#### Required task a:
Return every line of the records below that contains the word "propeller".

#### Excerpt:
[START]

Entrepreneurship

Shifting Gears 5/5 – My Most Rewarding and Challenging Entrepreneurship Lesson

This is the fifth and last installment of a 5-part series titled: From Résumé to Revenue: Turning Skills into a Business That Works.

As an employee-turned-solopreneur learning to sell her own value, this journey has been nothing but easy! It constantly challenges my perspective and forces me to grow comfortable with uncertainty…I feel like I have to evolve lighting fast and I want to take you along for the ride ~ my experience might be useful to you!

You can find this article in French here.


I have a tattoo that reads “you live and you learn” that I got over 15 years ago… And oh boy, have I learned a lot since I made the leap to entrepreneurship!

The one thing I wish I had known before making the leap

If I could go back in time and tell myself one thing on the day I quit my job…
❌It wouldn’t be “make a business plan.”
➡️It would be: “Don’t try to replicate the security of salaried employment. Accept that entrepreneurship is uncomfortable. And move forward anyway.”

During my first 12 months on my own, I tried to recreate the structures of a company to reassure myself: setting solid quarterly goals, building a complicated dashboard, looking for mentors whose approval I sought, etc.

⚠️ The problem? Although these structures are important, they are not factors for success in entrepreneurship.

Waiting for them to fall into place before daring to talk about my idea was killing my solo business in the bud.

[END]

#### Entries:
[START]

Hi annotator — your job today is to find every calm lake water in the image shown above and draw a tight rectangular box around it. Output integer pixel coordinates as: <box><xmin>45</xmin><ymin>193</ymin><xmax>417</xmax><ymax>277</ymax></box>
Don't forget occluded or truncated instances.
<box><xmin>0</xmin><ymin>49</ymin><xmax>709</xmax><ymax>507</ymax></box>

[END]
[START]

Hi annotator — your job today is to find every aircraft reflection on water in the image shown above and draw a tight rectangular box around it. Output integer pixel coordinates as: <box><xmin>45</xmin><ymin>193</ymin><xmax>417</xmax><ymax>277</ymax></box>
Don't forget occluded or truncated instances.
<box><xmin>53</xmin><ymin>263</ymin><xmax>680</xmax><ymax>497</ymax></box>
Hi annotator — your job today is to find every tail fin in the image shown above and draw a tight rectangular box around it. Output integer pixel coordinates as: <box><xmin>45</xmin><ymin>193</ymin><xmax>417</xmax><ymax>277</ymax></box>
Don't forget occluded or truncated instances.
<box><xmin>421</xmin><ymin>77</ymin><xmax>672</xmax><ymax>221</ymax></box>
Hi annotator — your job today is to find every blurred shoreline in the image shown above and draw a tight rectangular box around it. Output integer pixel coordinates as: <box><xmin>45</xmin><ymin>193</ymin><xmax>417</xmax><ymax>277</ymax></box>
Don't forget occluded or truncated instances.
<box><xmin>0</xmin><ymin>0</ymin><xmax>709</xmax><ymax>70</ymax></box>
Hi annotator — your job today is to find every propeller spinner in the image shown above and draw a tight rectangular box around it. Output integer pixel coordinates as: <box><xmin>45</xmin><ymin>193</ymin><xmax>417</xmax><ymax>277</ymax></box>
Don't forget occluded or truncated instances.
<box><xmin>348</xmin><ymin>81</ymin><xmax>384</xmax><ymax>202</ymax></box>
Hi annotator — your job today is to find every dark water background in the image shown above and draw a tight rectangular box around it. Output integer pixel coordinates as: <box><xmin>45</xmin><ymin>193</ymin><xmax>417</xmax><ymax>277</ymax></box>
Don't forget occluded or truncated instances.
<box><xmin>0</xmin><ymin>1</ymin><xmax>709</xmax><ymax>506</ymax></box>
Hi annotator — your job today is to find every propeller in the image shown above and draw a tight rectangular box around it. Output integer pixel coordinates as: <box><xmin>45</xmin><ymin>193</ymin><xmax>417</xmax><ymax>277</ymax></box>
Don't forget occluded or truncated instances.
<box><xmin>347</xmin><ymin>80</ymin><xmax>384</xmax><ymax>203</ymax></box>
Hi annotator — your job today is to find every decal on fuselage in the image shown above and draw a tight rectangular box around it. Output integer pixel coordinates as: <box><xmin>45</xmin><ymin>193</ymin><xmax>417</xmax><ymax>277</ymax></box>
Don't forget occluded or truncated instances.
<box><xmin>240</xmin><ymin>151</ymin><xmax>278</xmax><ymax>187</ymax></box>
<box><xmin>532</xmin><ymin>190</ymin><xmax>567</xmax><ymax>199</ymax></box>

[END]

#### Required task b:
Reproduce the entrepreneurship article above word for word, everything from "I have a tattoo" down to "I sought, etc.".

#### Result a:
Hi annotator — your job today is to find every propeller spinner in the image shown above and draw a tight rectangular box around it. Output integer pixel coordinates as: <box><xmin>45</xmin><ymin>193</ymin><xmax>417</xmax><ymax>277</ymax></box>
Hi annotator — your job today is to find every propeller in the image shown above and draw a tight rectangular box around it. Output integer pixel coordinates as: <box><xmin>45</xmin><ymin>193</ymin><xmax>417</xmax><ymax>277</ymax></box>

#### Result b:
I have a tattoo that reads “you live and you learn” that I got over 15 years ago… And oh boy, have I learned a lot since I made the leap to entrepreneurship!

The one thing I wish I had known before making the leap

If I could go back in time and tell myself one thing on the day I quit my job…
❌It wouldn’t be “make a business plan.”
➡️It would be: “Don’t try to replicate the security of salaried employment. Accept that entrepreneurship is uncomfortable. And move forward anyway.”

During my first 12 months on my own, I tried to recreate the structures of a company to reassure myself: setting solid quarterly goals, building a complicated dashboard, looking for mentors whose approval I sought, etc.